**Instructions for the task**
Each line from the one containing "the vulture folded" through the final line below must be reproduced exactly, and no others.

(Dataset entries)
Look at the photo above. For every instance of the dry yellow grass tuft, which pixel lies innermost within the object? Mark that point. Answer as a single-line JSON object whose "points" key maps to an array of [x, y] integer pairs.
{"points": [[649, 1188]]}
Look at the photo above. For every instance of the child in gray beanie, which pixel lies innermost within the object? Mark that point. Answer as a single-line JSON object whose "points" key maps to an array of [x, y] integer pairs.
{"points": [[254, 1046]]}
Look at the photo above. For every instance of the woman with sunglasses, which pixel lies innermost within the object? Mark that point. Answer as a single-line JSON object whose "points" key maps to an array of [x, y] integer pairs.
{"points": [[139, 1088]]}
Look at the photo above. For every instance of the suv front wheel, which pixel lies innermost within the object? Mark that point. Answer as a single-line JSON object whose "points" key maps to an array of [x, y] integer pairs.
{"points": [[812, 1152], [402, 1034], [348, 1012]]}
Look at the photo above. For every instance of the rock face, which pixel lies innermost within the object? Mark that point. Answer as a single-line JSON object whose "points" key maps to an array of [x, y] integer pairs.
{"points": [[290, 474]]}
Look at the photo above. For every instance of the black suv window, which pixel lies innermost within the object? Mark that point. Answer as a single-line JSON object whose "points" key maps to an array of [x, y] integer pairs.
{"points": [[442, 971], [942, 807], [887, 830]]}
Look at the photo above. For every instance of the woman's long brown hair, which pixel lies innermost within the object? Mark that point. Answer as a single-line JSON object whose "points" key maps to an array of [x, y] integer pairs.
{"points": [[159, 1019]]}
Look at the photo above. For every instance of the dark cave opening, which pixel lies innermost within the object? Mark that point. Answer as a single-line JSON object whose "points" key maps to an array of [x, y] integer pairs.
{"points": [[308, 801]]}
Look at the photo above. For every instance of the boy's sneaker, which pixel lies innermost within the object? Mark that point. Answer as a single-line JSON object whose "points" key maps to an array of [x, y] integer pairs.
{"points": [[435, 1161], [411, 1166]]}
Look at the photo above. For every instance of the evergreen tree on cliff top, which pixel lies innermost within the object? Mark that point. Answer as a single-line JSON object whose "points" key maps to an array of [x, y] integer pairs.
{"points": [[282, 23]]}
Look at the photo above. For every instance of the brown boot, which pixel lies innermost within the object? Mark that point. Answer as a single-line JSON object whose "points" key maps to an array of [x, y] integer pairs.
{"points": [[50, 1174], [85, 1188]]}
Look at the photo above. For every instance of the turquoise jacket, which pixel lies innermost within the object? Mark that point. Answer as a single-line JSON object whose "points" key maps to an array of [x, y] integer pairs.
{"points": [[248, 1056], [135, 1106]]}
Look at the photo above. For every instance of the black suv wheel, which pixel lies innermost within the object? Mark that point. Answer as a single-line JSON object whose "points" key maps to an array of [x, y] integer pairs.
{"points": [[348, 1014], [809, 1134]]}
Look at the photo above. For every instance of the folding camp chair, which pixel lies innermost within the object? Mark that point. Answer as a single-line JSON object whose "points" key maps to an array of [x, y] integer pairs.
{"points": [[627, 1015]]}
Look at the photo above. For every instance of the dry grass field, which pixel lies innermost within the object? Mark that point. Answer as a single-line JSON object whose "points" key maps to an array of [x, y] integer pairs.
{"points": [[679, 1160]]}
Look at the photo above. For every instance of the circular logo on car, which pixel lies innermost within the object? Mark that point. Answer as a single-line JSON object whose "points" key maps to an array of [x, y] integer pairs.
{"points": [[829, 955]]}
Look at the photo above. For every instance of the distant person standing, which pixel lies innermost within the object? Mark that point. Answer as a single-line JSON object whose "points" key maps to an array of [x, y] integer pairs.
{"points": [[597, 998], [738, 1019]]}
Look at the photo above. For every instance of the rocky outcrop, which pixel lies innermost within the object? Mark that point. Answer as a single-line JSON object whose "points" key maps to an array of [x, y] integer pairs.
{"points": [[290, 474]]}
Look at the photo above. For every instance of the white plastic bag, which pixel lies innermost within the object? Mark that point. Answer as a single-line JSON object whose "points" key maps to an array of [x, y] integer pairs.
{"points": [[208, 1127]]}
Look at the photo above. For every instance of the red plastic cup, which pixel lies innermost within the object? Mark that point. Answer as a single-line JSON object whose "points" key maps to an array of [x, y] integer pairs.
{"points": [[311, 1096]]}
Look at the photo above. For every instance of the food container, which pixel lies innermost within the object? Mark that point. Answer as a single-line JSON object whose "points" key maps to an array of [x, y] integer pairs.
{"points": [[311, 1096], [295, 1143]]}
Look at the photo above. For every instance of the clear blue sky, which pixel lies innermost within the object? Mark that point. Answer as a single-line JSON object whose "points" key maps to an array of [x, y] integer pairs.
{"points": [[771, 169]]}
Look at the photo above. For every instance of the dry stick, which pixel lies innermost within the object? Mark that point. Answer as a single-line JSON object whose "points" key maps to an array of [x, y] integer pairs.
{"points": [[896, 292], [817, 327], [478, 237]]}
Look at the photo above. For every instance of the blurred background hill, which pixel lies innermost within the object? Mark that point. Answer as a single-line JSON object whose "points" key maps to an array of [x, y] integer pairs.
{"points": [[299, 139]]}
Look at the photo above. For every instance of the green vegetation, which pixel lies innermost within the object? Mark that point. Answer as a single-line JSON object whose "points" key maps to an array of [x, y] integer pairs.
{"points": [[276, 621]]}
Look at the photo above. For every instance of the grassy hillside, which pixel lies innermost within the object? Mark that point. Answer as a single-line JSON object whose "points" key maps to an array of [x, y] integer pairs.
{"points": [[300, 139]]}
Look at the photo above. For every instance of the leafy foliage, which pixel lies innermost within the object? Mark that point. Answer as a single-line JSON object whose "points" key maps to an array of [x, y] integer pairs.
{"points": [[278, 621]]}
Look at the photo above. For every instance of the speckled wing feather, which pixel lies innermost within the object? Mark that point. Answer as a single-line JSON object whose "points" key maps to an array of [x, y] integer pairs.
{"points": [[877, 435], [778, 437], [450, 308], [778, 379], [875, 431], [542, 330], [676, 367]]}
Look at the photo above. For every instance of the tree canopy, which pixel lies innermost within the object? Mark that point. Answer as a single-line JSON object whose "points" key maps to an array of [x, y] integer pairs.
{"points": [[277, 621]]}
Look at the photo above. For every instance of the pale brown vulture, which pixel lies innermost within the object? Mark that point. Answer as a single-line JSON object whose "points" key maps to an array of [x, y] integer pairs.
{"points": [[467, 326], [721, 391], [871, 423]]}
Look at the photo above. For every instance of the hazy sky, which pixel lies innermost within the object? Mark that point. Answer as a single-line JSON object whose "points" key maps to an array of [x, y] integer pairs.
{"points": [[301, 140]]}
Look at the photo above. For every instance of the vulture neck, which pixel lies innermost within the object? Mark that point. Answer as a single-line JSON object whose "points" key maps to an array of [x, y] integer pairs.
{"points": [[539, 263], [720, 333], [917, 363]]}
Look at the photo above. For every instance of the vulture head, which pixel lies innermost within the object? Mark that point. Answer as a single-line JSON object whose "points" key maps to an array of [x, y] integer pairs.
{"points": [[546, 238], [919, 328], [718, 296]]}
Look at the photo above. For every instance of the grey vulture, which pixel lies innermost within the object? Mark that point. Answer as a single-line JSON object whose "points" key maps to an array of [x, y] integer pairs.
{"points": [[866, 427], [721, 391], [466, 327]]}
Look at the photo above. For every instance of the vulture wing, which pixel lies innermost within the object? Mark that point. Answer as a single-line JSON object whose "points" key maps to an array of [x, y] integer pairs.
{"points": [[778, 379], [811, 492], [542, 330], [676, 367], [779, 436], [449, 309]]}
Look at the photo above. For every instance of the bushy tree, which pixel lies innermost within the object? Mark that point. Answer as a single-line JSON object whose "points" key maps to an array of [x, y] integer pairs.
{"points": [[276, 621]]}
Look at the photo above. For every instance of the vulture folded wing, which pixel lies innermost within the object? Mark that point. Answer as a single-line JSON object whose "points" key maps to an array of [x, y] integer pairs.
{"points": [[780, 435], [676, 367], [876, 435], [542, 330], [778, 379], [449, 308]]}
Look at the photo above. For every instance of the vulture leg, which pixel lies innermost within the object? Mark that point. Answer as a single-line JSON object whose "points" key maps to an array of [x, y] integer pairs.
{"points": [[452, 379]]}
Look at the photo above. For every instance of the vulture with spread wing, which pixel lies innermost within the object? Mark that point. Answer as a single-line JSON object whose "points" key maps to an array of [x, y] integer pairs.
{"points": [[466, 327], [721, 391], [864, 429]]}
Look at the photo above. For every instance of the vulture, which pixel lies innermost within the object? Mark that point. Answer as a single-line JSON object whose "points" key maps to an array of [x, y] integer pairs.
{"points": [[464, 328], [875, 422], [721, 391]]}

**Solution to the exercise**
Look at the photo above. For every instance of the vulture folded wing, which pixel lies innermost within the object? Mark that point. Answer as a single-line JSON object whose "points" key maps to an array of [x, y] integer pairs.
{"points": [[780, 435], [676, 367], [876, 435], [542, 330], [778, 379], [449, 308]]}
Look at the photo above. For every instance of the vulture leg, which pixel lies innermost within the object? Mark that point. Answer as a single-line JSON object whose "points" key maps to an array of [x, y] integer pairs.
{"points": [[452, 379]]}
Look at the photo above. For every instance of the vulture with spread wing, which pixel lies innermost within the object? Mark that point. Answer as a single-line JSON object whose "points" key maps to an array of [x, y] integer pairs.
{"points": [[466, 327], [721, 391], [864, 429]]}
Look at the photo above. For every instance of the vulture, which pixel lies innermost within the object? Mark that point. Answer as a single-line JSON object whose "points" key maps to an array of [x, y] integer pairs.
{"points": [[464, 328], [875, 422], [721, 391]]}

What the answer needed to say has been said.